- _Given instruction_:
Your task is to print the material below exactly as presented.

━━━━━━━━━━━━━━━━

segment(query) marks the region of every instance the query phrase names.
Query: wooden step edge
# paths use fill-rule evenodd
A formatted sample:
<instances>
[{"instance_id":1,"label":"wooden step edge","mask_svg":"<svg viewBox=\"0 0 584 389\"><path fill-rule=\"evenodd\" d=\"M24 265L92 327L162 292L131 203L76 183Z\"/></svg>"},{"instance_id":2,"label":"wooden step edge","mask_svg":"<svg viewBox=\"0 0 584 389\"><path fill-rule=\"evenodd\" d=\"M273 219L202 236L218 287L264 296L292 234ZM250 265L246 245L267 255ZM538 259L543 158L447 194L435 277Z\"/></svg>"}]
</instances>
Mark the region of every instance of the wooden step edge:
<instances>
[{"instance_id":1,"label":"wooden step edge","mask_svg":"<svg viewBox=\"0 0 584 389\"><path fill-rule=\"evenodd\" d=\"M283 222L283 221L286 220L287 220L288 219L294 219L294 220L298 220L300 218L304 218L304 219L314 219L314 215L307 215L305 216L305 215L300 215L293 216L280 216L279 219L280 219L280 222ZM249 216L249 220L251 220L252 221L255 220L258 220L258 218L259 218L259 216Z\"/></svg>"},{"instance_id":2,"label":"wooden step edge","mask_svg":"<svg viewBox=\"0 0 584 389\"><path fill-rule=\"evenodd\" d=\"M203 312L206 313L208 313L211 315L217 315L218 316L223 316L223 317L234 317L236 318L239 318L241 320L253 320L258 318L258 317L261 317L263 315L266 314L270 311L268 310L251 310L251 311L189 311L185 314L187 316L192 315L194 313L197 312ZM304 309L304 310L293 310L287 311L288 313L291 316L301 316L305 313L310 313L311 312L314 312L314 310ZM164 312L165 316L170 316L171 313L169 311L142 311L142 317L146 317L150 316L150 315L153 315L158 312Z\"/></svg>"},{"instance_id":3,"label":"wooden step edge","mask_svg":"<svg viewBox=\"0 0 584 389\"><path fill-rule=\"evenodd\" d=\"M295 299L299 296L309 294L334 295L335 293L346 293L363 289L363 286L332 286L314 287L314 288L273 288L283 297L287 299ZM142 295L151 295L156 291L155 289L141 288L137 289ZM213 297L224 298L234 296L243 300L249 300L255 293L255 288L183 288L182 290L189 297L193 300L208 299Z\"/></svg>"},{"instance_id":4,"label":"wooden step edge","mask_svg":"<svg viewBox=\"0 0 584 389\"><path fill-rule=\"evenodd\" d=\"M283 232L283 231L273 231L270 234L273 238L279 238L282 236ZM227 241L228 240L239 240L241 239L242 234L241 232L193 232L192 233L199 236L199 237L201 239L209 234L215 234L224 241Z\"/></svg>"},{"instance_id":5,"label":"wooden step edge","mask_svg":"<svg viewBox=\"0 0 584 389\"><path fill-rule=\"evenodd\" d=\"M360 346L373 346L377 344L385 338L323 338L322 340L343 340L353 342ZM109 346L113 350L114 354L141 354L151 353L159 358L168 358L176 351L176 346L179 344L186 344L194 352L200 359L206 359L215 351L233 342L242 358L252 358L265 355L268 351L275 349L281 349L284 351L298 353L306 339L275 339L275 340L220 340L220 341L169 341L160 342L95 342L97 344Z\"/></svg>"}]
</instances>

━━━━━━━━━━━━━━━━

- _Solution to this exercise_:
segment(query) marks the region of every instance the query phrase names.
Query: wooden step edge
# paths use fill-rule evenodd
A formatted sample:
<instances>
[{"instance_id":1,"label":"wooden step edge","mask_svg":"<svg viewBox=\"0 0 584 389\"><path fill-rule=\"evenodd\" d=\"M24 265L92 327L162 292L131 203L76 183Z\"/></svg>"},{"instance_id":2,"label":"wooden step edge","mask_svg":"<svg viewBox=\"0 0 584 389\"><path fill-rule=\"evenodd\" d=\"M273 219L202 236L218 287L264 296L292 234ZM250 265L246 245L267 255ZM538 259L543 158L447 194L435 277Z\"/></svg>"}]
</instances>
Mark the region of every instance of the wooden step edge:
<instances>
[{"instance_id":1,"label":"wooden step edge","mask_svg":"<svg viewBox=\"0 0 584 389\"><path fill-rule=\"evenodd\" d=\"M283 222L283 221L286 220L287 220L288 219L294 219L294 220L298 220L300 218L304 218L304 219L314 219L314 215L307 215L305 216L305 215L300 215L293 216L280 216L279 219L280 219L280 222ZM249 216L249 220L251 220L252 221L255 220L258 220L258 218L259 218L259 216Z\"/></svg>"},{"instance_id":2,"label":"wooden step edge","mask_svg":"<svg viewBox=\"0 0 584 389\"><path fill-rule=\"evenodd\" d=\"M203 312L206 313L208 313L211 315L217 315L218 316L223 316L223 317L234 317L236 318L239 318L241 320L253 320L258 318L258 317L261 317L263 315L266 314L270 311L268 310L251 310L251 311L189 311L185 314L187 316L192 315L194 313L197 312ZM304 309L304 310L293 310L287 311L288 313L291 316L301 316L305 313L310 313L311 312L314 312L314 310ZM164 312L165 316L170 316L171 313L169 311L142 311L142 317L146 317L150 316L150 315L153 315L158 312Z\"/></svg>"},{"instance_id":3,"label":"wooden step edge","mask_svg":"<svg viewBox=\"0 0 584 389\"><path fill-rule=\"evenodd\" d=\"M295 299L299 296L309 294L334 295L335 293L346 293L363 289L363 286L332 286L314 287L314 288L273 288L283 297L287 299ZM142 295L151 295L156 291L155 289L141 288L137 289ZM213 297L224 298L234 296L243 300L249 300L255 293L255 288L183 288L182 290L189 297L193 300L208 299Z\"/></svg>"},{"instance_id":4,"label":"wooden step edge","mask_svg":"<svg viewBox=\"0 0 584 389\"><path fill-rule=\"evenodd\" d=\"M283 232L283 231L273 231L270 234L273 238L279 238L282 236ZM227 241L228 240L239 240L241 239L242 234L241 232L193 232L192 233L199 236L199 237L201 239L209 234L215 234L224 241Z\"/></svg>"},{"instance_id":5,"label":"wooden step edge","mask_svg":"<svg viewBox=\"0 0 584 389\"><path fill-rule=\"evenodd\" d=\"M360 346L373 346L377 344L385 338L323 338L322 340L343 340L353 342ZM109 346L113 350L114 354L141 354L151 353L159 358L168 358L176 351L176 346L179 344L186 344L194 352L200 359L206 359L215 351L233 342L242 358L252 358L265 355L268 351L275 349L281 349L284 351L298 353L306 339L275 339L275 340L220 340L220 341L169 341L160 342L95 342L97 344Z\"/></svg>"}]
</instances>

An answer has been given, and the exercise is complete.